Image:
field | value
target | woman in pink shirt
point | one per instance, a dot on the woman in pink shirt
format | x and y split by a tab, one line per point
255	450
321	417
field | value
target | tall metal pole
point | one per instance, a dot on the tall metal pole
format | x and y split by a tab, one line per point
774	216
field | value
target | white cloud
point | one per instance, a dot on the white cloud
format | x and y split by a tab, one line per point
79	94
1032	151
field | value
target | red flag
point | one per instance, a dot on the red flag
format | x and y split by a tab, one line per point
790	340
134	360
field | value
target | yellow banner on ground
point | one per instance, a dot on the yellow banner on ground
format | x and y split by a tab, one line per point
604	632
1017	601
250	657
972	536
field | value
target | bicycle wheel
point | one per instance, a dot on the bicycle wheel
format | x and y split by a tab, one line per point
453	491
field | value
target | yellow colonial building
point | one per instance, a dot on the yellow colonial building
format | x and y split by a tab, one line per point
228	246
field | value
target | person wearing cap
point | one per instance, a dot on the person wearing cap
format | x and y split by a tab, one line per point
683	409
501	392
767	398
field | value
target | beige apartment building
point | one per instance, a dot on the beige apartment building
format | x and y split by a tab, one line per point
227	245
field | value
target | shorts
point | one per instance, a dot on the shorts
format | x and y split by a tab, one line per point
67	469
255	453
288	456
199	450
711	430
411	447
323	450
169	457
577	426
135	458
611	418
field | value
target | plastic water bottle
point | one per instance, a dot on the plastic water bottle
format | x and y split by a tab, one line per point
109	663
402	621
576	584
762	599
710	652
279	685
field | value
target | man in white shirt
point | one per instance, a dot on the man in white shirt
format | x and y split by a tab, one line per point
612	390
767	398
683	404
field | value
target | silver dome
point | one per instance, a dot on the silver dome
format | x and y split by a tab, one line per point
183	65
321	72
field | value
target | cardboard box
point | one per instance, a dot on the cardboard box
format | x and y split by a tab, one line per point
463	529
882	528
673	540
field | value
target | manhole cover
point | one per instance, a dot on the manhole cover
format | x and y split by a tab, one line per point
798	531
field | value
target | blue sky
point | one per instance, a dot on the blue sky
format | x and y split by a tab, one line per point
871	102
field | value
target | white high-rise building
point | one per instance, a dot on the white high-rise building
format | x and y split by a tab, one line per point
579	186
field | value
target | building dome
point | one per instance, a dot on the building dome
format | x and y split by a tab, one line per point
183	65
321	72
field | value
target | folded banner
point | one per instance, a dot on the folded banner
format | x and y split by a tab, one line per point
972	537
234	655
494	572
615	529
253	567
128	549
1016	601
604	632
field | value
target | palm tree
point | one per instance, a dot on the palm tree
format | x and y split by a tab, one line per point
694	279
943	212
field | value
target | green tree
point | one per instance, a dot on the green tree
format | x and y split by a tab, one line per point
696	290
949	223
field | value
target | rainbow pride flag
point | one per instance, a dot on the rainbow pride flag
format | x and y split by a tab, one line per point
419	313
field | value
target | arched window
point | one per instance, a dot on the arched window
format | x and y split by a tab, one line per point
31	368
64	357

________

- **WHAT IS NEEDED**: Output exactly the leading lines of the data, up to and including the line marked by "target | bicycle wheel".

- **YOUR SOLUTION**:
Image:
field | value
target | woman in pink shirt
point | one per instance, a dot on the woman in pink shirt
format | x and y split by a tab, one line per point
255	450
321	417
field | value
target | tall metal pole
point | one per instance, a dot on the tall metal pole
format | x and y split by a tab, one line per point
774	216
field | value
target | white cloud
point | one per instance, a dot on the white cloud
format | x and y split by a tab, one line per point
79	94
1032	151
field | value
target | red flag
point | one per instance, a dot on the red flag
format | x and y split by a tab, one line per point
790	340
134	360
field | value
target | yellow banner on ground
point | one per instance, a dot on the yellow banner on ground
format | x and y split by a tab, one line per point
604	632
1017	601
250	657
972	536
field | value
target | bicycle wheel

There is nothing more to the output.